Request: Would you write out the listing verbatim and skip every picture in it?

[Records from a data collection]

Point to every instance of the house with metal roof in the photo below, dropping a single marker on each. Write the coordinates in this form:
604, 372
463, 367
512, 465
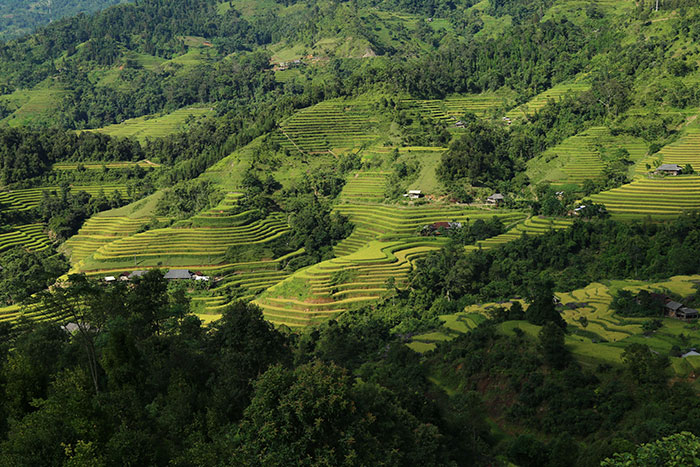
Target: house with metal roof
495, 198
670, 169
177, 274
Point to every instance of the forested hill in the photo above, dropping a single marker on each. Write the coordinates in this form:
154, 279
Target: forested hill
369, 232
19, 17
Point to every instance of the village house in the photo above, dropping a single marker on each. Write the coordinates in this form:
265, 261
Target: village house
687, 313
136, 274
495, 199
434, 228
414, 194
178, 274
672, 307
669, 169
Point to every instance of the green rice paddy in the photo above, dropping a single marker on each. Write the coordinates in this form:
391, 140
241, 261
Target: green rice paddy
583, 156
538, 225
24, 199
555, 93
31, 236
655, 197
331, 125
326, 289
382, 221
602, 335
157, 127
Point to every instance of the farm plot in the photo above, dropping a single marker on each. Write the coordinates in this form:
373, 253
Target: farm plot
556, 93
22, 200
31, 236
156, 127
243, 281
583, 156
655, 197
365, 187
336, 124
326, 289
684, 151
34, 313
453, 108
100, 165
98, 231
185, 246
538, 225
374, 221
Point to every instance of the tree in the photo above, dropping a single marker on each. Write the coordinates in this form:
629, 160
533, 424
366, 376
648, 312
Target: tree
541, 298
679, 449
82, 302
645, 366
552, 346
316, 414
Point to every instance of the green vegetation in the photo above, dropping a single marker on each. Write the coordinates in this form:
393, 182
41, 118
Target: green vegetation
270, 147
156, 126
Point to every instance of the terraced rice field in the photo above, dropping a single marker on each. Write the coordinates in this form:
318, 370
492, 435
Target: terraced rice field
194, 245
336, 124
601, 319
538, 225
32, 105
243, 281
365, 187
324, 290
556, 93
22, 200
97, 232
376, 221
455, 107
655, 197
602, 335
33, 313
583, 156
156, 127
31, 236
684, 151
101, 165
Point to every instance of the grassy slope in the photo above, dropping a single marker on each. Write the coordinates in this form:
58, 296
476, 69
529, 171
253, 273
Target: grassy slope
605, 335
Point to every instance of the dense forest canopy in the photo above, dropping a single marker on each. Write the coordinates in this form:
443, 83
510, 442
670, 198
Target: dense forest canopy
442, 232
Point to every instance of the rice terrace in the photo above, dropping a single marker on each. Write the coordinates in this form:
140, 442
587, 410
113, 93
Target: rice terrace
307, 232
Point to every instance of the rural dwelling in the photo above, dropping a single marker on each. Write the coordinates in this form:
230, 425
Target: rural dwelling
414, 194
669, 169
434, 228
177, 274
687, 314
70, 328
495, 199
672, 307
198, 276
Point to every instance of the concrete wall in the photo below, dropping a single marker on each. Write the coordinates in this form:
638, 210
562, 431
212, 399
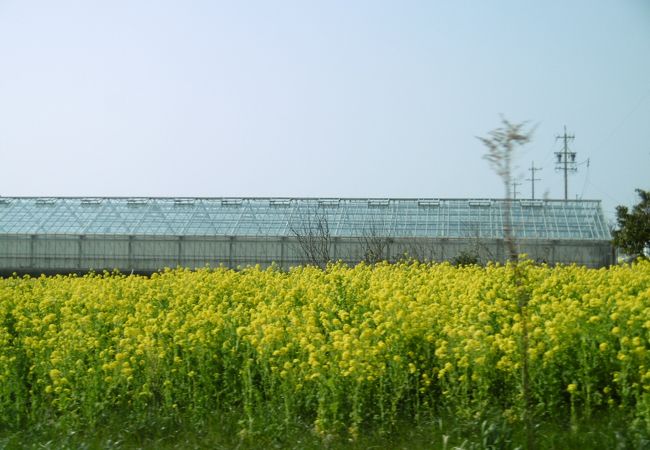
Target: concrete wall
73, 253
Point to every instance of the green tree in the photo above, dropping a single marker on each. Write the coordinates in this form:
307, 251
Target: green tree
633, 233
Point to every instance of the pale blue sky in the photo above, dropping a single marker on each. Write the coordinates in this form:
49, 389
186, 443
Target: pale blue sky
331, 98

Solution to the exercise:
Point to every instance of the house with metal roof in the photo below, dropping a single marker on each. Write the coordinates in this form:
604, 372
463, 367
512, 465
Target: house with metal roof
495, 198
670, 169
177, 274
Point to every instance of the forested hill in the photo above, dropping a single marker on each. Write the coordinates in this form:
154, 279
Target: forested hill
369, 232
19, 17
Point to every instance of the village house in the photo above, dropping a single marker on each. Write the coordinates in this form:
265, 261
Target: village house
687, 313
136, 274
495, 199
434, 228
414, 194
178, 274
672, 307
669, 169
Point to every instance of the green rice paddy in the photo above, dropping a single marker on each. Write the coordinates in this form:
391, 140
241, 261
Target: green rice paddy
583, 156
538, 225
24, 199
555, 93
31, 236
655, 197
331, 125
326, 289
382, 221
602, 335
157, 127
Point to every instance of the farm plot in the photo above, dropping a single marker on each. Write the coordinates in this form:
373, 253
Target: farm plot
556, 93
22, 200
31, 236
156, 127
243, 281
583, 156
655, 197
365, 187
336, 124
326, 289
684, 151
34, 313
453, 108
100, 165
98, 231
185, 246
538, 225
374, 221
Point to every instance of the tree in the photo above, dropping a single marker on each. Write the coordinates in this form:
629, 160
533, 424
366, 376
648, 312
Target: tree
541, 298
679, 449
82, 302
645, 366
552, 346
316, 414
Point to every instance of the green vegetation in the photo above, dropping a single marker on each. Write the coordinates in this form:
393, 182
41, 118
Target: green vegetation
270, 147
156, 126
Point to every instance of the terraced rice field in the photo above, dropping a single marker on each. Write the coordinates in this form:
318, 370
492, 435
Target: terraced rice field
194, 245
336, 124
601, 319
538, 225
32, 105
243, 281
365, 187
324, 290
556, 93
22, 200
97, 232
376, 221
455, 107
655, 197
602, 335
33, 313
583, 156
156, 127
31, 236
684, 151
101, 165
Point to every instance of the grassy slope in the photo above, dropping a single marker on each. Write the coordinates in this form:
58, 296
476, 69
529, 171
253, 273
Target: grassy slope
605, 335
Point to every instance of the dense forest canopy in the photo above, dropping a single marker on each. Write the coordinates in this form:
443, 83
510, 442
670, 198
Target: dense forest canopy
442, 232
Point to every instance of the rice terrace in the photo above, dropping a single marker on each. Write the coordinates in this form:
140, 442
587, 410
113, 93
Target: rice terrace
307, 232
Point to every instance of the rural dwelling in the photo above, dropping a single marker on each. Write the coordinates in this form:
230, 425
Target: rural dwelling
414, 194
669, 169
434, 228
177, 274
687, 314
70, 328
495, 199
672, 307
198, 276
Point to every instance of the concrete wall in the photo below, dropping a single marker on each. Write the coordinates in this form:
638, 210
562, 431
212, 399
Target: concrete wall
73, 253
Point to every instance of the green tree in the photo above, dropping a single marker on each. Write the coordinates in this form:
307, 251
Target: green tree
633, 233
Point to every instance of the pale blue sky in the photo above, dropping a single marker on each. Write the coordinates in this form:
49, 389
186, 443
Target: pale blue sky
331, 98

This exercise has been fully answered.